Task to carry out
Rewrite the data starting with the line that contains "Pick out the compound" and going on through the line that contains "x=986, y=262", changing "flower bud" to "blossom" and leaving everything else the same. Give only those lines.

Supplied records

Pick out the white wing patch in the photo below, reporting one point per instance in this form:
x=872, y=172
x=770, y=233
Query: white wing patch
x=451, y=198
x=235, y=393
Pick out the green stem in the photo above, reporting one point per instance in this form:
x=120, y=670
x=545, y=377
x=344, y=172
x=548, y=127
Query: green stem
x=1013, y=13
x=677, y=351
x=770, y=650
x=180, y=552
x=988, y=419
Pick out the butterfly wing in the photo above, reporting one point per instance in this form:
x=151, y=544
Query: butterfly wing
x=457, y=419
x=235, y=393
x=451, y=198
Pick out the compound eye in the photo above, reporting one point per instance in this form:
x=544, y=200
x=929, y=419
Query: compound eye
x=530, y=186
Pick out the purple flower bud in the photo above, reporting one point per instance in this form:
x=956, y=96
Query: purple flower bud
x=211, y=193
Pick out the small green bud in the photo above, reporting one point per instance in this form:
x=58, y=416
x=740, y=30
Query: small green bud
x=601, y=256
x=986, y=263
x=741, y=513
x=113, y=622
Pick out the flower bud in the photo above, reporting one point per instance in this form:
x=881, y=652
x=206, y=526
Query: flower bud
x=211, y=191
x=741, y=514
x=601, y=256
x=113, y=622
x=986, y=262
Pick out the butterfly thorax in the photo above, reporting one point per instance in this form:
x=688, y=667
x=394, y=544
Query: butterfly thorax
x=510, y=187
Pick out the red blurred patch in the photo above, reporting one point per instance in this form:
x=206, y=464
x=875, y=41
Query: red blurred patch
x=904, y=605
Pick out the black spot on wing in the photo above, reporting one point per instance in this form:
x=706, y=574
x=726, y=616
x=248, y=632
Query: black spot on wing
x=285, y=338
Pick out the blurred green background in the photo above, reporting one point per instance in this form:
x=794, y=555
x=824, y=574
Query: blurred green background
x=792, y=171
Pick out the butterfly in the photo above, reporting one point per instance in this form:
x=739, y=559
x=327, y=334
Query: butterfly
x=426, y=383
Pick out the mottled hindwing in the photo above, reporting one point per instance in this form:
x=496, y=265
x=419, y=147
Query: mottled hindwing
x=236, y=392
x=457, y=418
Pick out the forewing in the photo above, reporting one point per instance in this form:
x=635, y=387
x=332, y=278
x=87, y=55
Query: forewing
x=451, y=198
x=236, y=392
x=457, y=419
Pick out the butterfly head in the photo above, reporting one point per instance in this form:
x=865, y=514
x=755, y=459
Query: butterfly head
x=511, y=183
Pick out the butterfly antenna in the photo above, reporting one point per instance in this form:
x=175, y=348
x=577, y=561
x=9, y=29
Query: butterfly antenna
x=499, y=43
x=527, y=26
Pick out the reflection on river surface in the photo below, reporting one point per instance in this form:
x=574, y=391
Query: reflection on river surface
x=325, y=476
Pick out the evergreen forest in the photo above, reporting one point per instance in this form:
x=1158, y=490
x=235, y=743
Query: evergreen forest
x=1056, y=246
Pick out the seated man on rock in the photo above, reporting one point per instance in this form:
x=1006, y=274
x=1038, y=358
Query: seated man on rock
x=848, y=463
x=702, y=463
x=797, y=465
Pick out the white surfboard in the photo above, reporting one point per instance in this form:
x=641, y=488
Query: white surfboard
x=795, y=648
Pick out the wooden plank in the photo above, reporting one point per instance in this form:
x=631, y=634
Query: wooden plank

Exercise result
Pick out the compound eye in the photo above, reporting one point per instance in this form:
x=544, y=200
x=929, y=419
Query: compound eye
x=530, y=186
Pick out the purple blossom in the photo above, reporting one point per instance in this form:
x=956, y=96
Query: purple blossom
x=211, y=193
Pick out the small green bud in the photo above, reporting one point per instance in this form:
x=58, y=416
x=740, y=30
Query: small green bud
x=601, y=256
x=986, y=263
x=741, y=513
x=113, y=622
Pick out the blossom in the photo above, reporting one point per instance in this form:
x=881, y=652
x=206, y=526
Query: blossom
x=211, y=191
x=741, y=514
x=601, y=256
x=113, y=622
x=986, y=262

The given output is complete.